- _Exercise_
Could the lines from the one with "of the reflection" through the end of the listing be restated exactly, with nothing else included?

- _Dataset extract_
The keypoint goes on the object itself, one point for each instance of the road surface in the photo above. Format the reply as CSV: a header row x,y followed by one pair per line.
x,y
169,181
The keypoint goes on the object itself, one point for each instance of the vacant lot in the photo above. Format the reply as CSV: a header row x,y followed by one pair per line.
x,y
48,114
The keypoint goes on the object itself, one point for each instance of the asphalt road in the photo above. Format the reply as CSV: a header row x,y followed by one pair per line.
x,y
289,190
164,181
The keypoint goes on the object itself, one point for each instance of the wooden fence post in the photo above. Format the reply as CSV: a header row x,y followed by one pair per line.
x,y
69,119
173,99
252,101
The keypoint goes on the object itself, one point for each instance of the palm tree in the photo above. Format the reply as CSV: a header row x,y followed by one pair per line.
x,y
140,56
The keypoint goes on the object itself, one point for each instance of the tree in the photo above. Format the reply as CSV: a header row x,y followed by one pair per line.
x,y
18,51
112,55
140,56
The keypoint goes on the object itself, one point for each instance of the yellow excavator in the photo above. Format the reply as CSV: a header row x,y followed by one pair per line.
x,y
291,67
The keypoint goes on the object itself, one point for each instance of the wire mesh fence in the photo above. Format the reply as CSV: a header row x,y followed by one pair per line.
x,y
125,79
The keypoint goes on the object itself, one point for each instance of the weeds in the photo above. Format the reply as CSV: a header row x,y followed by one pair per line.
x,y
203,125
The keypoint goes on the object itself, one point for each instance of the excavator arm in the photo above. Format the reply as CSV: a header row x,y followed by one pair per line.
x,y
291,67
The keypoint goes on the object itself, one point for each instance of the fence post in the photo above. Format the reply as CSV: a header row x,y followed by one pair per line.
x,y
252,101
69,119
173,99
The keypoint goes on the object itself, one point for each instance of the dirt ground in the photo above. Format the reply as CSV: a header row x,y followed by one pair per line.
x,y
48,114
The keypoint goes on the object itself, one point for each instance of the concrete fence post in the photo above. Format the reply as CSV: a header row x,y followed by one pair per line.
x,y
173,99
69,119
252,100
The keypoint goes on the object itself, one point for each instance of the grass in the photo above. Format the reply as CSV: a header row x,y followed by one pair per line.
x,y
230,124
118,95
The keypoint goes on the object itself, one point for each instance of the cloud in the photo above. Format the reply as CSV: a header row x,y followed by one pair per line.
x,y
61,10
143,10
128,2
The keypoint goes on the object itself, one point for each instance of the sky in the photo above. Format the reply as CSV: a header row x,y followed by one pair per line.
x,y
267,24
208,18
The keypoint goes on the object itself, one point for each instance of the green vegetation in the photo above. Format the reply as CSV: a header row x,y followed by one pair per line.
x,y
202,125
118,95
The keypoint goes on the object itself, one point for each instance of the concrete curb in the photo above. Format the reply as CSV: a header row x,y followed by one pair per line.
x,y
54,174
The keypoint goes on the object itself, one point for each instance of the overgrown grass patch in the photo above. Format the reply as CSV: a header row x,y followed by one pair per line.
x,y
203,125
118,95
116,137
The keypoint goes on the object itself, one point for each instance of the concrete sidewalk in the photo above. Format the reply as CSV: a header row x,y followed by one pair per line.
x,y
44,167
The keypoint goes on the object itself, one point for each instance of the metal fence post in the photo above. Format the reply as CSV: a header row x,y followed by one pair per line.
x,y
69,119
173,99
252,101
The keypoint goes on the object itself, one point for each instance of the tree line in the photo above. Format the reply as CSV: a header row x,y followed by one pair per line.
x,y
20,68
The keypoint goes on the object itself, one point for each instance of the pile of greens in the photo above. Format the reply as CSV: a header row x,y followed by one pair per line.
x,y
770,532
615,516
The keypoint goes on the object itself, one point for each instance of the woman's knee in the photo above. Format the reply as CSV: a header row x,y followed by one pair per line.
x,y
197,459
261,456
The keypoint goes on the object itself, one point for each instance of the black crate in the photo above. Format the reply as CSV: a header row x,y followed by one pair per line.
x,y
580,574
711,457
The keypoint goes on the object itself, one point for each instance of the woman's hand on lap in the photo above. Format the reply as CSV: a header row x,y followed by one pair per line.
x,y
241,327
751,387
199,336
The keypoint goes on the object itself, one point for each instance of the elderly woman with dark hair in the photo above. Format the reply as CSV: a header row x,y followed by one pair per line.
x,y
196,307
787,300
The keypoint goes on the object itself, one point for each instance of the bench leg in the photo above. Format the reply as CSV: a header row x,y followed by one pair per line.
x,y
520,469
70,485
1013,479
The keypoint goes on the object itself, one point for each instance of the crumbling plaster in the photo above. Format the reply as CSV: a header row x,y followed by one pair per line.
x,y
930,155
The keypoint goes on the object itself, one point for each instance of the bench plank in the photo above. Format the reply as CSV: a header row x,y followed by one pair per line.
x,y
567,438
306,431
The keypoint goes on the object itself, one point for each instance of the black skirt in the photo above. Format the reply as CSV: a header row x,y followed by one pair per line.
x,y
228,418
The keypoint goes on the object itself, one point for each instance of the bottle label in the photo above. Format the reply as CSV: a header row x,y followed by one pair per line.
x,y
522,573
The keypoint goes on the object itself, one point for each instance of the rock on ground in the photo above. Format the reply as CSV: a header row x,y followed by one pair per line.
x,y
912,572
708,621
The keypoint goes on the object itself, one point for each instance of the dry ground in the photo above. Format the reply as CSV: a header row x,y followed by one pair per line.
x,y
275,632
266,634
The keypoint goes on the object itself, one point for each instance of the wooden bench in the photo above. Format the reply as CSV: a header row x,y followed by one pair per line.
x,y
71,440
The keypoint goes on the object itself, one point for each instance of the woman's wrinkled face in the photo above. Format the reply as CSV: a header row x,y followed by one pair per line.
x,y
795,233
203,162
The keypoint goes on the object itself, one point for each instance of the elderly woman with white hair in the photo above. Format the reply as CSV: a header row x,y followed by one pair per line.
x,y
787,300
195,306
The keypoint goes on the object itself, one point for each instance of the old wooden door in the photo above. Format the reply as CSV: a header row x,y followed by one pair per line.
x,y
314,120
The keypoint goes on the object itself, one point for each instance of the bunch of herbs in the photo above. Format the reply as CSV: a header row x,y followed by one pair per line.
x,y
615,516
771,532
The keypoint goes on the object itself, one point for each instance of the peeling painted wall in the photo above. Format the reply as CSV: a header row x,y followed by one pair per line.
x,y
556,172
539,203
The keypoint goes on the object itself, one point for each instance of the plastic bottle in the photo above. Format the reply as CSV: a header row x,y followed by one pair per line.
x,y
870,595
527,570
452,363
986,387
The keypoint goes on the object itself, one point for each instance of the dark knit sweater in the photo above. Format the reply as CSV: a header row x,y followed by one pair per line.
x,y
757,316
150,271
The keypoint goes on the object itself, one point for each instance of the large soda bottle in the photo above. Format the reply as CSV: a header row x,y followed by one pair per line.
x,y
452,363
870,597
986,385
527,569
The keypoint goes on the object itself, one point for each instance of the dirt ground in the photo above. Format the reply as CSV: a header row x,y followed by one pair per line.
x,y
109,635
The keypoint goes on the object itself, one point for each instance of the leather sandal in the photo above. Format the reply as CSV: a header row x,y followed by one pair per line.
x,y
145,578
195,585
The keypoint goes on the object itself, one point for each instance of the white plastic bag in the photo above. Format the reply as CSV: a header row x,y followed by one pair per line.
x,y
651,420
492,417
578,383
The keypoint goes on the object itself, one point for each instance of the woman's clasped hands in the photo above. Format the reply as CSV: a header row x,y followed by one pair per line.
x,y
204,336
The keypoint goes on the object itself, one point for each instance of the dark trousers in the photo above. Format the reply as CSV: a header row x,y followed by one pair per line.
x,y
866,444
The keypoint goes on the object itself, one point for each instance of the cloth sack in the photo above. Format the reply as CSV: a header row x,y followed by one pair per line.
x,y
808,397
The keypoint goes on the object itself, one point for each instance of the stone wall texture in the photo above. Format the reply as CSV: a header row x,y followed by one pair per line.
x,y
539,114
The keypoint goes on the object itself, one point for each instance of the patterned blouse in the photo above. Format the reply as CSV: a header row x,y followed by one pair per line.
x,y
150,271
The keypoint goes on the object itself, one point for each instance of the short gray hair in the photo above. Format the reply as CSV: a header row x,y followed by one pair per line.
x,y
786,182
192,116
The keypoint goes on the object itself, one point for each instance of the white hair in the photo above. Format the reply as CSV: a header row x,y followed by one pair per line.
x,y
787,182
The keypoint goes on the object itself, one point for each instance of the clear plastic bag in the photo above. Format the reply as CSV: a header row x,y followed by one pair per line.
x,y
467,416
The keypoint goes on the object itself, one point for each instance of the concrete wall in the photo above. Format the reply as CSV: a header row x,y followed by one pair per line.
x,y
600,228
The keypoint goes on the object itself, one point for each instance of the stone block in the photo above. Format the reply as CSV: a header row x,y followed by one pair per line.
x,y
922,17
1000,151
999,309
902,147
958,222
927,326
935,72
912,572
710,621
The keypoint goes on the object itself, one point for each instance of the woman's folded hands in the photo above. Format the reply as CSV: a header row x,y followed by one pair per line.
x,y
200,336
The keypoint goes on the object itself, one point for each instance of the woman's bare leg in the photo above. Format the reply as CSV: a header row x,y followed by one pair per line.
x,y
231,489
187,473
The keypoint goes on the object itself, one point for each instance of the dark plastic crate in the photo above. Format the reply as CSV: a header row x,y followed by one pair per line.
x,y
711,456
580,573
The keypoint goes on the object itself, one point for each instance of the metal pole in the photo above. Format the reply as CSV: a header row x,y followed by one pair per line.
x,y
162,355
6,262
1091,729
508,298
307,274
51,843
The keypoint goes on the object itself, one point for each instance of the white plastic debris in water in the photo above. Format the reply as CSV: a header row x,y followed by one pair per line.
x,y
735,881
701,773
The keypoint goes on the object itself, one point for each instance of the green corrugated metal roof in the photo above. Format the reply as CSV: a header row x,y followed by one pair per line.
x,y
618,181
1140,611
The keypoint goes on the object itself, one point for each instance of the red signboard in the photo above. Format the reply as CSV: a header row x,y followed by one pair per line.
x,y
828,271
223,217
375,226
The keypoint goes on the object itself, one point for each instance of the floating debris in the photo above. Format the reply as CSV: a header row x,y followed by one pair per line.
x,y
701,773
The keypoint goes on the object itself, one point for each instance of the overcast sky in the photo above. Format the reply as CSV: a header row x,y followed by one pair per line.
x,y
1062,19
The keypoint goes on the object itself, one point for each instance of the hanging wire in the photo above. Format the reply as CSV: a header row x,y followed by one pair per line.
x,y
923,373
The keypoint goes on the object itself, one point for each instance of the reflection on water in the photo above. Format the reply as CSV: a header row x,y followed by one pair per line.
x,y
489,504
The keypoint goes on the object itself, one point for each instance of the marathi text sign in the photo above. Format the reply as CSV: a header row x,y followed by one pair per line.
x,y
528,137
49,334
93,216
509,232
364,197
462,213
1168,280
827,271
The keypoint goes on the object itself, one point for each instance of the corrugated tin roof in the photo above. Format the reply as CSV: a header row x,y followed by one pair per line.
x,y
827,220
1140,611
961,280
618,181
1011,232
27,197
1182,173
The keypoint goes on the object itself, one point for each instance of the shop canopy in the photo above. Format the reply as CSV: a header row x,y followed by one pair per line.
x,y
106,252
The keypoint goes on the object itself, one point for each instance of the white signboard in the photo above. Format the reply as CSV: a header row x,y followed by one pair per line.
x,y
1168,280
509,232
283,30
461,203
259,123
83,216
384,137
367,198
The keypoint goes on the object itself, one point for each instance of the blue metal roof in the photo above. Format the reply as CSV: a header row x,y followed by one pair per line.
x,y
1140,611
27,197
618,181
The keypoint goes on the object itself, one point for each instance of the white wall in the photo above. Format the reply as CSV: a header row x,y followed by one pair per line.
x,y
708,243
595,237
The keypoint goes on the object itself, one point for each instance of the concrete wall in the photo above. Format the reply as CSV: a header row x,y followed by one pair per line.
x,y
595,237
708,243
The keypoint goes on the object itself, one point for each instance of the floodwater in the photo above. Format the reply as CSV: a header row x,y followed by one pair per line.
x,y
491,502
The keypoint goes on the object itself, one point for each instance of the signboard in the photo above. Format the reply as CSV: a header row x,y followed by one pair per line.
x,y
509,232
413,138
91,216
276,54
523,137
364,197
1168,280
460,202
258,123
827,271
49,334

- _Response_
The keypoint goes on the object itself, one point for each instance of the reflection on water in the photo above. Format the reply as CSV: a header row x,y followed by one pair per line.
x,y
489,504
The keypoint goes on the object itself, one point for each instance of the marathi text sign in the photo above. Format the reply as CSV: a header row x,y followed by one pair per line.
x,y
528,137
49,334
93,216
509,232
364,197
462,213
1168,280
827,271
The keypoint goes on the object itself, one point for each instance of the corrugated tin roof in the photo above. Format the reply as CSV: a header row x,y followed by one pair per line.
x,y
827,220
1140,611
961,280
618,181
1011,232
27,197
1182,173
The keypoint goes on the object itself, one point for each instance of the shop canopy in the photo above. Format the reply as CSV: a header row x,y followed by one pair per line.
x,y
106,252
The keypoint goes on the object itself, one point for each instance of the white signboard in the photo above. Format the reply as CSV: a header row x,y followed by one pair per line.
x,y
1168,280
509,232
283,30
461,203
259,123
83,216
384,137
367,198
The keypoint goes on the object itself, one point for each instance of the blue metal roof in the photo above. Format the reply as CSV: a header row x,y followed by one pair per line.
x,y
1140,611
27,197
618,181
The keypoint goes on the object itself, one point for each instance of the white wall in the photo above. Format the reply as CSV: a header row x,y followed by one pair per line.
x,y
708,243
595,237
The keypoint goes on the object itself, one point for each instance of the concrete wall in the photo above. Format the reply as CSV: a header row x,y followed by one pair per line.
x,y
595,237
708,243
The keypoint goes on the object itself, one point for each instance of the floodwater in the photo above. Format the reply as CSV: a header row x,y followed by one pair per line.
x,y
491,502
The keypoint goes on the object itself, one point for each instance of the signboard in the photo above. Format the reply as CSV: a header row x,y followed by one pair per line.
x,y
509,232
413,138
91,216
276,54
523,137
364,197
1168,280
460,202
258,123
827,271
49,334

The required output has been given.